* _En qué consiste_: Prolonga, por favor, el texto sobre Malaventura a partir de su última oración.

Melancolía
Si la primera imagen de Malaventura es la de un reloj de péndulo en el que se refleja una luz crepuscular, la última nos muestra el mismo plato que, al comenzar el relato, ha despertado el ataque de melancolía de Manuel (Miguel Molina), ataque que se cierra el año 2005, es decir, casi 20 años después, cuando el protagonista ya es un arquitecto de sienes plateadas. Entre voz en off y voz en off, una historia de amor clásica, en la que A quiere a B, que, a su vez, quiere a C, que, para desgracia de todos, ama a D, que está muerta.Malaventura es, pues, la evocación melancólica de unos amores desafortunados y adolescentes que pone más énfasis en el tiempo transcurrido e irrecuperable que en los hechos en sí. La voluntariosa y falsa alegría del juez Alcántara (Borau), la pulsión homicida que anima siempre a John, la ternura que se desprende de las caricias de Rocío (Iciar Bollain) o la eterna mirada de carnero degollado de Manuel, son los signos que permanecen de la juventud perdida, lo que queda de unas erráticas noches sevillanas en las que se mezclan el alcohol, el calor y las palizas que recibe Manuel.

* _Información mostrada_:
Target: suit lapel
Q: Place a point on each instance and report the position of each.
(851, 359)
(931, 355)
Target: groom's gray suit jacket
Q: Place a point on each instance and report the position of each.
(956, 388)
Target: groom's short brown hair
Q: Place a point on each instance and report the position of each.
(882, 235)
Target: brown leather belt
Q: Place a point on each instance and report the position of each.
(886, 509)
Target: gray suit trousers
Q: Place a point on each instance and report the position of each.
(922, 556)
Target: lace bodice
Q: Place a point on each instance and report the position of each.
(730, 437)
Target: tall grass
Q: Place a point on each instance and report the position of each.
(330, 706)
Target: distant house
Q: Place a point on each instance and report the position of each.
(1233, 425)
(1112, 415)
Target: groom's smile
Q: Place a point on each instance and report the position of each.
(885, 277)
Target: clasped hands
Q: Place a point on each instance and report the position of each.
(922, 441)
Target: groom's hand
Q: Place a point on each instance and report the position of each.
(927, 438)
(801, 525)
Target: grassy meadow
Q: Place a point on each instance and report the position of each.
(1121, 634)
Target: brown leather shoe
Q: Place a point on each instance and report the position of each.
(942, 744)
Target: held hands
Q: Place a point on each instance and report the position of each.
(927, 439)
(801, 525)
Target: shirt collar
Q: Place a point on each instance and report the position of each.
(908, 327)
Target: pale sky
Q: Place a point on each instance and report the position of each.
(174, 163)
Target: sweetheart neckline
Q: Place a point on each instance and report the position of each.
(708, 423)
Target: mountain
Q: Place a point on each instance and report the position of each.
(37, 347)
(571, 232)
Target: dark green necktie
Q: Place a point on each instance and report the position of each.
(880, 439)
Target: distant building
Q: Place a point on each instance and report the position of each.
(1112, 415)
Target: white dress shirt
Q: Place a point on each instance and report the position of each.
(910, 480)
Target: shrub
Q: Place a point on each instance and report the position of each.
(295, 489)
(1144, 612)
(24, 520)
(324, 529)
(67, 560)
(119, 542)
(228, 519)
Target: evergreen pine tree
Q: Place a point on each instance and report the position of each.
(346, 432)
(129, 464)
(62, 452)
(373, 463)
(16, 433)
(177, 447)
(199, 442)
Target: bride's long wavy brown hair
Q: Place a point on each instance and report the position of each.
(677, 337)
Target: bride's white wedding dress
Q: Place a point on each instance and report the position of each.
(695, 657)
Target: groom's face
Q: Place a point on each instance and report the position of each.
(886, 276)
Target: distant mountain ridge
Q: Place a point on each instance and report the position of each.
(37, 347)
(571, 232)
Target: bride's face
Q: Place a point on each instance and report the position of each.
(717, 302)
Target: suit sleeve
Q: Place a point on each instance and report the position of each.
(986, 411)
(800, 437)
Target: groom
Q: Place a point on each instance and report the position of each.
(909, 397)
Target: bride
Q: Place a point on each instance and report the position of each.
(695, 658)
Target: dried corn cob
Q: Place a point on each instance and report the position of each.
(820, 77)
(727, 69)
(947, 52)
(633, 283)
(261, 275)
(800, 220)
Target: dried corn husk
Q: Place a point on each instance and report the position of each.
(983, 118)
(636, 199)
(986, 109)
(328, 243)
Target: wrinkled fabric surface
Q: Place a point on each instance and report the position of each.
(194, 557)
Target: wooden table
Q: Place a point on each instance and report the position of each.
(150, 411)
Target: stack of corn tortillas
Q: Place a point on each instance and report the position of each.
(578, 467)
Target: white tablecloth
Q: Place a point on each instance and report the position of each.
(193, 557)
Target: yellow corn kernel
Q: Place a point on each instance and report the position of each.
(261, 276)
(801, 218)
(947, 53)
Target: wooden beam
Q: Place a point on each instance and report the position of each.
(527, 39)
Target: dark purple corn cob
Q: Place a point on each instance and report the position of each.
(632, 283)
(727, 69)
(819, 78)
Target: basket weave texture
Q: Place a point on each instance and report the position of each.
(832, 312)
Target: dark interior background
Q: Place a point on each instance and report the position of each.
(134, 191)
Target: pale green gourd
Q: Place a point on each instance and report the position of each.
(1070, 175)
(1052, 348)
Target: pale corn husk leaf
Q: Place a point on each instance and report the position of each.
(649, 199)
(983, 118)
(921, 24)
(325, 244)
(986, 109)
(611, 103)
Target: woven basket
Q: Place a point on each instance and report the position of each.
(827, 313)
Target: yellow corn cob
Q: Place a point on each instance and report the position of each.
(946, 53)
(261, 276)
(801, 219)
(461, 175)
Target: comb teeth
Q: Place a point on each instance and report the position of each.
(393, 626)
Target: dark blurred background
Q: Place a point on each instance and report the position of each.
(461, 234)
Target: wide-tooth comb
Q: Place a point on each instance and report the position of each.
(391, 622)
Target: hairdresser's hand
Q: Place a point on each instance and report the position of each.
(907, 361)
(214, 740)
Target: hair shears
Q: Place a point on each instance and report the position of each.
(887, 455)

* _Respuesta_:
Malaventura
Director: Manuel Gutiérrez Aragón.Intérpretes: Miguel Molina, Iciar Bollain, Richard Lintern, José Luis Borau, Francisco Merino, Cristina Higueras y Manuel de Blas. Productor: Luis Megino. Guión: Manuel Gutiérrez Aragón y Luis Megino. Fotografía: José Luis Alcaine. Música: Juan Peña, El Lebrijano y Orquesta Andalusí de Tánger. Española, 1988. Estreno en Madrid: cines Paz, Vaguada y Gran Cinema.
Curiosamente, Malaventura como filme también tiene una juventud que evocar, la titulada El Sur, de Víctor Erice. Ese mismo péndulo que simboliza la marcha imparable del tiempo remite al péndulo que sostenía en sus manos Omero Antonutti -Gutiérrez Aragón pensó en él para el papel que interpreta Borau-; la ciudad elegida -Sevilla- es la que nunca pudo alcanzar Erice, que dejó a su protagonista -¡Iciar Bollain!- preparando las maletas antes de marchar hacia ese Sur mítico al que ahora Malaventura da forma.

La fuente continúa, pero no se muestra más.